→ **BRIEF**
The required result is the number of lines in this material containing the word "short". Write that number and no other text.

→ **INPUT**
━━━━━━━━━━━━━━━━
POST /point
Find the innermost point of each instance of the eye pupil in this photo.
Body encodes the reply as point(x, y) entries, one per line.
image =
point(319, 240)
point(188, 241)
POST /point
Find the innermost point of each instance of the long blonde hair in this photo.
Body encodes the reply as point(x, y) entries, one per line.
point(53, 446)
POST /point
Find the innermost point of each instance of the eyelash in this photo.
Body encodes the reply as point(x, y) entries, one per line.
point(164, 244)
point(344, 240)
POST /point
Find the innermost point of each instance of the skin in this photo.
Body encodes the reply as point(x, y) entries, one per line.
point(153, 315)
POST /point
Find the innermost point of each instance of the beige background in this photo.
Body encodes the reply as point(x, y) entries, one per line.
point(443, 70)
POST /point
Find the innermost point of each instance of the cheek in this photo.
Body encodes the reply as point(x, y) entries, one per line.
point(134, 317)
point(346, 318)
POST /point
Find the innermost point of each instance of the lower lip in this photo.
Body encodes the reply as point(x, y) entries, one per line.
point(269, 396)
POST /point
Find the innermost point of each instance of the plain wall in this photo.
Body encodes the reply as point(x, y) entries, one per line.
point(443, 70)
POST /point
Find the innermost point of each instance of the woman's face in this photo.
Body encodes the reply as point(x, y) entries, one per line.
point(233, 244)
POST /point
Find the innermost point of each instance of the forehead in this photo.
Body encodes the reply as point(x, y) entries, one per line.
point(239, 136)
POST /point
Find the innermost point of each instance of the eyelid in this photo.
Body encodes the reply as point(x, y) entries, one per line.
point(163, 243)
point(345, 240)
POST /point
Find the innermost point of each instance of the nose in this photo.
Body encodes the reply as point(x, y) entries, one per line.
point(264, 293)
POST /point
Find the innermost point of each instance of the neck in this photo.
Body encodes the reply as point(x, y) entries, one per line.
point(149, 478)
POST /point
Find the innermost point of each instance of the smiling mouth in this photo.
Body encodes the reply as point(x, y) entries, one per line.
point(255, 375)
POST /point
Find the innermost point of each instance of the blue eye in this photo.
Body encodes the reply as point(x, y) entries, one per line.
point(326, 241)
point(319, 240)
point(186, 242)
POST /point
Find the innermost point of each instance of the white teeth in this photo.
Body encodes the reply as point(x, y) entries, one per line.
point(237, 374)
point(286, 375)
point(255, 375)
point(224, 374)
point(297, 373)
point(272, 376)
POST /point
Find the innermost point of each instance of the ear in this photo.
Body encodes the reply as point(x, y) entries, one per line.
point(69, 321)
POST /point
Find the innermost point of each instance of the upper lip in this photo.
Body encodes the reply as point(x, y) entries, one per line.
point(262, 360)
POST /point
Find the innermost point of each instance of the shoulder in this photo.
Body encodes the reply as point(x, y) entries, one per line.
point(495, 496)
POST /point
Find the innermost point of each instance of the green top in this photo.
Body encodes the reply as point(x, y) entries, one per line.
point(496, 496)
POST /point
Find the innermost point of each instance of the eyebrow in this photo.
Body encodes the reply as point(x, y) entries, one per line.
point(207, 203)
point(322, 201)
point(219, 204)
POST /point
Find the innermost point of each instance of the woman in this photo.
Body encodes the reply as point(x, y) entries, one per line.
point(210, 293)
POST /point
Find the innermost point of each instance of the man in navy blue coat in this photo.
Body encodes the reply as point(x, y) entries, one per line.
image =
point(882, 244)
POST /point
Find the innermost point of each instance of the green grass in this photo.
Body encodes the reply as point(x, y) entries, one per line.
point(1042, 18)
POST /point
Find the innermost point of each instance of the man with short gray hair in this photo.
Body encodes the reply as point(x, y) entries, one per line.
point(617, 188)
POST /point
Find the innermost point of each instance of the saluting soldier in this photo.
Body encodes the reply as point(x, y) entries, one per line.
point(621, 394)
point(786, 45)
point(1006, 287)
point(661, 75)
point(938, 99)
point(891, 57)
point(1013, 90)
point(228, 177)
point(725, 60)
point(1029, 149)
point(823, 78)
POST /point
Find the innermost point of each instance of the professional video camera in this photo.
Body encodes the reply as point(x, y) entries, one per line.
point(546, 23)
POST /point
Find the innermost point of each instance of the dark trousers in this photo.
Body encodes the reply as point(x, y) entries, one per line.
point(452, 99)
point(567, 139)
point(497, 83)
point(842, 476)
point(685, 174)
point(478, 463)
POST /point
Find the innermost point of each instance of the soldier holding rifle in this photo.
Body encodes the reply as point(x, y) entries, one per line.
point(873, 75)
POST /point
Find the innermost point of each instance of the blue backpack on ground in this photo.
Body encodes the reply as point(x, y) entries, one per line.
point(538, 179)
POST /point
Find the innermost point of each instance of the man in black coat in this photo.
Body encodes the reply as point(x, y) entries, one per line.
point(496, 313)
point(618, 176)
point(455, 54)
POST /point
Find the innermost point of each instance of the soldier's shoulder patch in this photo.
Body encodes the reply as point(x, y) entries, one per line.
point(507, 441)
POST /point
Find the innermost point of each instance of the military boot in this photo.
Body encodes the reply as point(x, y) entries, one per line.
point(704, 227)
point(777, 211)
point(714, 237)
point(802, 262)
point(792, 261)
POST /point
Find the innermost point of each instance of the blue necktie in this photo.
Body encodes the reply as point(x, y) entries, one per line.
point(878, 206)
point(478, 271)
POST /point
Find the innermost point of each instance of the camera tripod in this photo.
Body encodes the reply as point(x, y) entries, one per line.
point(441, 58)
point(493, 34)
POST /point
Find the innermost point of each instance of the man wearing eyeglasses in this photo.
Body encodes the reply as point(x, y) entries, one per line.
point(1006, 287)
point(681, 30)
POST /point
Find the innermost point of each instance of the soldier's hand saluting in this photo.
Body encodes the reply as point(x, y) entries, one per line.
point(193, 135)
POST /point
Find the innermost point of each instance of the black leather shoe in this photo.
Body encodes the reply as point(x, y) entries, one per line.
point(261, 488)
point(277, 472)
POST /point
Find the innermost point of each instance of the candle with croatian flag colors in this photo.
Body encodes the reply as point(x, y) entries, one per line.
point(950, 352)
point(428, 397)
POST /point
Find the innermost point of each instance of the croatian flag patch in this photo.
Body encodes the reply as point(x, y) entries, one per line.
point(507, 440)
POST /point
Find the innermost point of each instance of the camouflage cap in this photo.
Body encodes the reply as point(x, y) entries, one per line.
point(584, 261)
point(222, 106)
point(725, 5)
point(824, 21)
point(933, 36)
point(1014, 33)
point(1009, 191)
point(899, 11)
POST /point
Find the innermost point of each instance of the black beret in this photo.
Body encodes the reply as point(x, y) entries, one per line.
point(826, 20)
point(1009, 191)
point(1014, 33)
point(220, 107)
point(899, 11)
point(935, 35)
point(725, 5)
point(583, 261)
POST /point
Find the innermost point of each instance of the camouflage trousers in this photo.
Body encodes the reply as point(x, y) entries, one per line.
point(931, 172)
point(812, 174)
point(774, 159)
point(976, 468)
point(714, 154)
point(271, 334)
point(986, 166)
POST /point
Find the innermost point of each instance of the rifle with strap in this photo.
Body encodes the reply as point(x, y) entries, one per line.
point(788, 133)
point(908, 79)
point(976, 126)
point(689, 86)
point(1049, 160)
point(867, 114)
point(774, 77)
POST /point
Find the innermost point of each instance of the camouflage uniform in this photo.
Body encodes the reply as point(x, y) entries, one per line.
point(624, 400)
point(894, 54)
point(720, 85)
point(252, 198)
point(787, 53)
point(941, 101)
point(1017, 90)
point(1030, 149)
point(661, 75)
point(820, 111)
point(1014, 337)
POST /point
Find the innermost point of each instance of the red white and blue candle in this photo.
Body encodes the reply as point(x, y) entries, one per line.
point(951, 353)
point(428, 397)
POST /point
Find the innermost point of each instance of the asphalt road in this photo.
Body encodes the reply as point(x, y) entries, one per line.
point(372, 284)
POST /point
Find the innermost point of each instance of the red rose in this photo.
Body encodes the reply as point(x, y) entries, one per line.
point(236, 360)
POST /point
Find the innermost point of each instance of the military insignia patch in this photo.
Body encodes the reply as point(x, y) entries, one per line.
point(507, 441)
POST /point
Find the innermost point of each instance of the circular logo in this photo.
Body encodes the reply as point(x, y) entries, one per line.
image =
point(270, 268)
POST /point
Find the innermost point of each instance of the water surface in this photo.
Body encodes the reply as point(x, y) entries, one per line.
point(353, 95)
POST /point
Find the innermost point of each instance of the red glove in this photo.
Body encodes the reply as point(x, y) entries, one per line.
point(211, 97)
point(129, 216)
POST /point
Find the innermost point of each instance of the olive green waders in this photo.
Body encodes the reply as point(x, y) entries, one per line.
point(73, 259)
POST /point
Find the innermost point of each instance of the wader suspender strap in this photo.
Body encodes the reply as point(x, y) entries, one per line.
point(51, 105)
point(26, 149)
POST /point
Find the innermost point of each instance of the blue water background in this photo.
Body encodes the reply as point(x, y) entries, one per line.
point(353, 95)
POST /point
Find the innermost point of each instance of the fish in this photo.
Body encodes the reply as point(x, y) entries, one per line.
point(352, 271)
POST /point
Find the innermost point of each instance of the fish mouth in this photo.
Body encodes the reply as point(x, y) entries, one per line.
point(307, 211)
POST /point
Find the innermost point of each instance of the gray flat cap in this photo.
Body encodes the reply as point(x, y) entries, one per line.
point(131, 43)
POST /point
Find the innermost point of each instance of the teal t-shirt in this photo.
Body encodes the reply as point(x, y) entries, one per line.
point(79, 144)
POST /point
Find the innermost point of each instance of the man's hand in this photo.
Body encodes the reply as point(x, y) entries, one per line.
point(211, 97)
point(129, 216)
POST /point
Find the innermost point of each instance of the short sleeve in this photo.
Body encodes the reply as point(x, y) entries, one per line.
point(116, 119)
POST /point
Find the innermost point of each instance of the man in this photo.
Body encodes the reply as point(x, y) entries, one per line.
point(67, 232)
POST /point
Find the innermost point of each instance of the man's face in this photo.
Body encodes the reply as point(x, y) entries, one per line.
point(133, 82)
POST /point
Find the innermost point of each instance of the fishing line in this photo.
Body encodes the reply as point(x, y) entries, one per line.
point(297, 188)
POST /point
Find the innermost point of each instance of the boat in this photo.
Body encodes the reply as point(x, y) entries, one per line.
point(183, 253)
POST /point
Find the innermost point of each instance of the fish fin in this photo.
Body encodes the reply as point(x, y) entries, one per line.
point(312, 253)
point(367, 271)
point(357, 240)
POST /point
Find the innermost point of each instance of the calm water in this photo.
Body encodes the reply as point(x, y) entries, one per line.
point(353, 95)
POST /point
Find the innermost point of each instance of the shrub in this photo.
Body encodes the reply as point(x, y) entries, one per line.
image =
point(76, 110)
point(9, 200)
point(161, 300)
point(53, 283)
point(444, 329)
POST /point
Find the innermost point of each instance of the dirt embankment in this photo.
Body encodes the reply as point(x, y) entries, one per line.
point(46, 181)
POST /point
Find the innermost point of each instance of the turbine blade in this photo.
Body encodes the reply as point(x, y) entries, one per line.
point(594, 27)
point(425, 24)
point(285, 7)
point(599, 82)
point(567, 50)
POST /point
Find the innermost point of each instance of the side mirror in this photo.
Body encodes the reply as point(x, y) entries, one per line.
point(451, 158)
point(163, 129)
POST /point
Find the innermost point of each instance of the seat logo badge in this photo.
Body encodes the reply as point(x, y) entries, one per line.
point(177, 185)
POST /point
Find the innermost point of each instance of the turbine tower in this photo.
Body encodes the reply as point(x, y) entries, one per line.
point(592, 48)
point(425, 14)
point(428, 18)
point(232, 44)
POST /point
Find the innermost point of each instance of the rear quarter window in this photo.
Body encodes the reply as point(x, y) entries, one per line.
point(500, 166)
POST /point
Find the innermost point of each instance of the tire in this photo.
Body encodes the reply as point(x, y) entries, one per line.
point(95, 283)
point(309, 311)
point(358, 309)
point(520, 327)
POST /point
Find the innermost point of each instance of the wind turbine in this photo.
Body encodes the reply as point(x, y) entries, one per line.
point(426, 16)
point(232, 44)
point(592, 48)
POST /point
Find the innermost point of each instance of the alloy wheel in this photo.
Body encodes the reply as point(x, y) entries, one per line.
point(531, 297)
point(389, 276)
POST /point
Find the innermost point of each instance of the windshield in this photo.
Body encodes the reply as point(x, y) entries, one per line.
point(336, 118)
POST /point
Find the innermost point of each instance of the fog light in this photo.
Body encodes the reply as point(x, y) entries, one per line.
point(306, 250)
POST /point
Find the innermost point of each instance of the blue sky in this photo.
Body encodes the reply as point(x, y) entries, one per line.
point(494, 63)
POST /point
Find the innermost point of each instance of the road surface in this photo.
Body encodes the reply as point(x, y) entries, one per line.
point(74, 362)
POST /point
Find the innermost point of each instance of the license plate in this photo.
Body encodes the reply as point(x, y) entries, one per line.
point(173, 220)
━━━━━━━━━━━━━━━━
→ **SOLUTION TO THIS EXERCISE**
2